> _What to produce_
Note each line of the entries that includes "tank". Then copy those lines.

> _The input_
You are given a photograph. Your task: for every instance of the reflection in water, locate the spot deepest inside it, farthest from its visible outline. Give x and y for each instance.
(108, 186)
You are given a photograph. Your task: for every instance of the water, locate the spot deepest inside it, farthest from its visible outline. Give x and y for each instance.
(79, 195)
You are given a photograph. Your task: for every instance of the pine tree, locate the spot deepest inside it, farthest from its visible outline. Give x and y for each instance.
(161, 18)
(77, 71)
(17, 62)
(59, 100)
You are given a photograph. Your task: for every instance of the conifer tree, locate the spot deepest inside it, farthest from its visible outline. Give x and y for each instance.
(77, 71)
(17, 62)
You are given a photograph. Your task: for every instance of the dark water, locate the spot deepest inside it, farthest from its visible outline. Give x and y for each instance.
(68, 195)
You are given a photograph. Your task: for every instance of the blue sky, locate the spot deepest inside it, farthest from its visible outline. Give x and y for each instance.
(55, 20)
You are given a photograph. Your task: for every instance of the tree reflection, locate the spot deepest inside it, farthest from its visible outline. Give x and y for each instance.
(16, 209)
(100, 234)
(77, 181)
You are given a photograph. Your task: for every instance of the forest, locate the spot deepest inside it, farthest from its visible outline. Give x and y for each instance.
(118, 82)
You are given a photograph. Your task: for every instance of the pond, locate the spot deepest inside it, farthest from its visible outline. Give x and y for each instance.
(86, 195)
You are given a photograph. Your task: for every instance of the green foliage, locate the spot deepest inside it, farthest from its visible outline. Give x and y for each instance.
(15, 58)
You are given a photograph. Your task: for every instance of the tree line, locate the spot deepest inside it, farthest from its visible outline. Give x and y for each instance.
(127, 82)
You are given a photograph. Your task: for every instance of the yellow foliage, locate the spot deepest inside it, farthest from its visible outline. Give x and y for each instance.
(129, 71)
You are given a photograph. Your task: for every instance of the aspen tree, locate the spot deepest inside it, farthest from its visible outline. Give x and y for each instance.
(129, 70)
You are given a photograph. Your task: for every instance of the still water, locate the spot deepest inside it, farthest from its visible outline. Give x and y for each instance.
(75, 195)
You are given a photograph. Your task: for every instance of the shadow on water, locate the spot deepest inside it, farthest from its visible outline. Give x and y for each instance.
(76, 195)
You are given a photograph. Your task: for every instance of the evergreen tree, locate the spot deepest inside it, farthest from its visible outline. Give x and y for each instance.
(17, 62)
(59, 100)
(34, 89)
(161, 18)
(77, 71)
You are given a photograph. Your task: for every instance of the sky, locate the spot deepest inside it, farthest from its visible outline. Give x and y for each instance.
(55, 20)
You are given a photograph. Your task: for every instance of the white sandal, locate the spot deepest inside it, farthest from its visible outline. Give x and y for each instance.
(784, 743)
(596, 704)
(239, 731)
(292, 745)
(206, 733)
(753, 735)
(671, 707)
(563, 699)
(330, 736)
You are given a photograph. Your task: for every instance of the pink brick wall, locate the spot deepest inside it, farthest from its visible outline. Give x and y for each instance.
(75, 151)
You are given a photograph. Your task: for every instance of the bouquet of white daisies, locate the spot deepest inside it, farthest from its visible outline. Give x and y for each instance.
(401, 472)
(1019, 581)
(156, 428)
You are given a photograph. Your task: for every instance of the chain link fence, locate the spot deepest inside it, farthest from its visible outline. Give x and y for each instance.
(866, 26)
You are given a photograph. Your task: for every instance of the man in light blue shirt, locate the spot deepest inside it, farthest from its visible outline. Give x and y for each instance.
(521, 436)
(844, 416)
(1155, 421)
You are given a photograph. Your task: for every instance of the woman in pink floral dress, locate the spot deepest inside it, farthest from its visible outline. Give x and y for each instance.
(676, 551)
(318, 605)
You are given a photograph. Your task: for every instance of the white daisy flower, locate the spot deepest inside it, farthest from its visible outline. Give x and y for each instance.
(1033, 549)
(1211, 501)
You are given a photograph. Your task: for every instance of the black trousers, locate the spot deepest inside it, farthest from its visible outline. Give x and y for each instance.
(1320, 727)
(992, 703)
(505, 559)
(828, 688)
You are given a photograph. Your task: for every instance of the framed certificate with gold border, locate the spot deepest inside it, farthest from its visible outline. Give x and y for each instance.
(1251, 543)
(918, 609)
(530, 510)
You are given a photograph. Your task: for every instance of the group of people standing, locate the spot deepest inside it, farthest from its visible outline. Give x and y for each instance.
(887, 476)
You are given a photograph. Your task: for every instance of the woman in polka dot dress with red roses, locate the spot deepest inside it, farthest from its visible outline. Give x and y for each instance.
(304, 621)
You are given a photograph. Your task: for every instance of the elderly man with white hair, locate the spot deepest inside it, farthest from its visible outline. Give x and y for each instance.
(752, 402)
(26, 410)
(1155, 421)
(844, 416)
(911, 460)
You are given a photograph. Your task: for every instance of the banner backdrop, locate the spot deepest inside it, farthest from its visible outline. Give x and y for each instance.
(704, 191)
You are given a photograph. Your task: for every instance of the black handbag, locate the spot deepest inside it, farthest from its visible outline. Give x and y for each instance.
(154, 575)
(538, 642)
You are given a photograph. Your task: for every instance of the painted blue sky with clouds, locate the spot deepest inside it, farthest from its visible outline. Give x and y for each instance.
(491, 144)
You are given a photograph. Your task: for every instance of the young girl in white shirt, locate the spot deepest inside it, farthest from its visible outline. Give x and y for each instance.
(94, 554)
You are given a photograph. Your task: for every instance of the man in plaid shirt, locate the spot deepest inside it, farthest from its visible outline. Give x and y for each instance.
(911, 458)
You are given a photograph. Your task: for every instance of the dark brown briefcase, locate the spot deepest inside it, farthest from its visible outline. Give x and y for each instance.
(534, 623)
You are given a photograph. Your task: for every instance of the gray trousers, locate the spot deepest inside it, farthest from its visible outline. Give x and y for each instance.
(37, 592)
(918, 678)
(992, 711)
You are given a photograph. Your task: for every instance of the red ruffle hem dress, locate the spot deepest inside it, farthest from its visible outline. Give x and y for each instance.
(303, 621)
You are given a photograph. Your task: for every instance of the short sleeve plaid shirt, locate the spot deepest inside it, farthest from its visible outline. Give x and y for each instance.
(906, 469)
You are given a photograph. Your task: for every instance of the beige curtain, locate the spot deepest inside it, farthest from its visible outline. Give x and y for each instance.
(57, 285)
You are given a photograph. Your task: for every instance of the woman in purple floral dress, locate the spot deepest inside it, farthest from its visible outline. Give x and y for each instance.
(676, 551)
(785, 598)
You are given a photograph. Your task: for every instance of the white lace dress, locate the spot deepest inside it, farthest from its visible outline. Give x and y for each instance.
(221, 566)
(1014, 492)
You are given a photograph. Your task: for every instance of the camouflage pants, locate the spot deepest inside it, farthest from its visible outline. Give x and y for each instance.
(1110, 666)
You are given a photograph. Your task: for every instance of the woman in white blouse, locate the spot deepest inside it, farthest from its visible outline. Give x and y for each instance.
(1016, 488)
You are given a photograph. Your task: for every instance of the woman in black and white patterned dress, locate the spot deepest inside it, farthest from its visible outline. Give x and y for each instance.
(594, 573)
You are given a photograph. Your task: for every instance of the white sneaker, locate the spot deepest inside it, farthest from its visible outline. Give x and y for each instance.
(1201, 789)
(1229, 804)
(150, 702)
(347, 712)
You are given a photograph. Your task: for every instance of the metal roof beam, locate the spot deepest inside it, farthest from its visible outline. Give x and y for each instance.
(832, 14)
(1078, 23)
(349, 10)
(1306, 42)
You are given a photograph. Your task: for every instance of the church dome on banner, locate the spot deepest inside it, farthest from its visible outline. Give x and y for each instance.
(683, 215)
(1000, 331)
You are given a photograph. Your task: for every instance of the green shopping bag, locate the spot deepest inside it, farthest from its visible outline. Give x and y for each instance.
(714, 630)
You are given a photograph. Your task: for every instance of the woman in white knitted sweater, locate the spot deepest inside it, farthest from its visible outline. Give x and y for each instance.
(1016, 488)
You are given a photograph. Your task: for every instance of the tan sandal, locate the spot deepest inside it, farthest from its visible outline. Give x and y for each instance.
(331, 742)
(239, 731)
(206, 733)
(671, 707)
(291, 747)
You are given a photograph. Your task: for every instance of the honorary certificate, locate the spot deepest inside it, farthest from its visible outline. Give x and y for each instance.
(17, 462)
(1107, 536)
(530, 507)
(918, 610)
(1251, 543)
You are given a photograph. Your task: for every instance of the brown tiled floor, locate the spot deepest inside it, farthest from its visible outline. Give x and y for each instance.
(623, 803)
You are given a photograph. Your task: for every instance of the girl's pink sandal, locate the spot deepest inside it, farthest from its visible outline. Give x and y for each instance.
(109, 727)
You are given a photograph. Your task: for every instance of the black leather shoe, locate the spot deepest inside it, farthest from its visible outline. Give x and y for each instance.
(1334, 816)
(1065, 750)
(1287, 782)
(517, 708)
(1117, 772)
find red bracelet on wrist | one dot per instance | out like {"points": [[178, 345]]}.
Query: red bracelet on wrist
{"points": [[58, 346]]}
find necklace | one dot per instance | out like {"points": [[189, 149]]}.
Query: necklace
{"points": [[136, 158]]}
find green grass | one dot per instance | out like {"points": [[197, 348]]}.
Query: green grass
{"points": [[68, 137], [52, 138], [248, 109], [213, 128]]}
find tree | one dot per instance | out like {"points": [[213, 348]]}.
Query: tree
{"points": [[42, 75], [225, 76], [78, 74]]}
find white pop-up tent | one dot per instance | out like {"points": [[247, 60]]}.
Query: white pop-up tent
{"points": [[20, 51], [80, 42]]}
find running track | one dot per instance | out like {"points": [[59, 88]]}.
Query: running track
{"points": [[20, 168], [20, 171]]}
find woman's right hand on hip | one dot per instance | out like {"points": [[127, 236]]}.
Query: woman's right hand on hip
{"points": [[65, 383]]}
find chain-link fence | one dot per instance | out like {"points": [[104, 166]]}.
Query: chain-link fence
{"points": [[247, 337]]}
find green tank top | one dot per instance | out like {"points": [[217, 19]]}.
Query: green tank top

> _Finished exercise_
find green tank top | one dot per instance | out like {"points": [[217, 19]]}.
Query: green tank top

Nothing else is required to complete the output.